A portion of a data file
□ □ □ □ □

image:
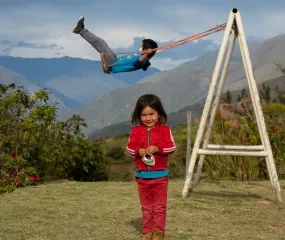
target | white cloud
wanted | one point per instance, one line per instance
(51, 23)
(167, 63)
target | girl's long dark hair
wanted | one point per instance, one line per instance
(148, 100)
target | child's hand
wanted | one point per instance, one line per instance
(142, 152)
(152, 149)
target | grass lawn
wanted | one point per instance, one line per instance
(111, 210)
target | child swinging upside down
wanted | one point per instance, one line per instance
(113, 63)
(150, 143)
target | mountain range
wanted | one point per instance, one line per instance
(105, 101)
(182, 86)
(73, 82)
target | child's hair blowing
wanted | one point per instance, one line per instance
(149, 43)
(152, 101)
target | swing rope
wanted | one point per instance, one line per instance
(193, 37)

□ □ □ □ □

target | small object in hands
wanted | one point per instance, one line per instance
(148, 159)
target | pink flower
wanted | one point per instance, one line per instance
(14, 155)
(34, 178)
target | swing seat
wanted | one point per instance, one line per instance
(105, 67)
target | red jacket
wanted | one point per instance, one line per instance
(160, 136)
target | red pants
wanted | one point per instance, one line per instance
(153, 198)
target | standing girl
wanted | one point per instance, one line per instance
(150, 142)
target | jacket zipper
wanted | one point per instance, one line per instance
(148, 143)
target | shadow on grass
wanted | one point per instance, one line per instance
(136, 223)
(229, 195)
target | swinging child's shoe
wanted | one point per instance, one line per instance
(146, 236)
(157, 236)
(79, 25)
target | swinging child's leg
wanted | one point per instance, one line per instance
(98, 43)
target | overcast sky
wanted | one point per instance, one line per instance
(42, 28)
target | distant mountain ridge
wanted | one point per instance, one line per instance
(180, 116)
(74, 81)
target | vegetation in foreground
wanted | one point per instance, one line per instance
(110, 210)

□ □ □ □ □

# WHAT IS BEING ASKED
Count how many lines in the records above contain the word "mountain", and reply with that number alone.

# THE REPLY
2